C’est d’abord le contraste du noir et du blanc, des traces encore visibles des éclats d’obus et des festives nuits beyrouthines, des embouteillages à rallonge et des trottoirs désertés. Et puis, viennent tous les détails sur le dessin avec la myriade de motifs sur les tissus, l’application à reproduire l’architecture de tous les bâtiments et à réanimer chaque vie décousue. Émotion après émotion, comme un kaléidoscope. Les histoires se croisent et s’entrecroisent dans chacune de ses bandes dessinées, s’inspirant en grande partie de la vie de l’autrice, mais puisant surtout sur les racines d’un pays communautaire dans lequel coexistent tant bien que mal les religions, les origines et les croyances.
Au dessin se superpose le texte, volubile et malicieux, truffé de souvenirs pour ses lecteurs et lectrices. Qu’elle évoque la guerre dans Mourir partir revenir, Le jeu des hirondelles ou qu’elle rende hommage au fabuleux facteur de pianos qu’était son aïeul dans Le Piano oriental, le ton est le même, enfantin et léger, comme si la vie n’était qu’un jeu de bambins. On ne se soucie pas du lendemain, on verra bien et yallah !

▸ **DONNÉES FOURNIES**:
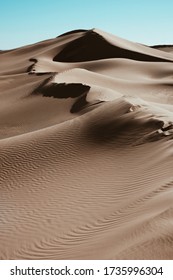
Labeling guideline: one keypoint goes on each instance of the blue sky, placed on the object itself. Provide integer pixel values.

▸ **À FAIRE**: Recopiez à l'identique le passage de l'extrait à lire qui commence par « C’est d’abord le » et se termine par « et les croyances. ».

▸ **RÉSULTAT**:
C’est d’abord le contraste du noir et du blanc, des traces encore visibles des éclats d’obus et des festives nuits beyrouthines, des embouteillages à rallonge et des trottoirs désertés. Et puis, viennent tous les détails sur le dessin avec la myriade de motifs sur les tissus, l’application à reproduire l’architecture de tous les bâtiments et à réanimer chaque vie décousue. Émotion après émotion, comme un kaléidoscope. Les histoires se croisent et s’entrecroisent dans chacune de ses bandes dessinées, s’inspirant en grande partie de la vie de l’autrice, mais puisant surtout sur les racines d’un pays communautaire dans lequel coexistent tant bien que mal les religions, les origines et les croyances.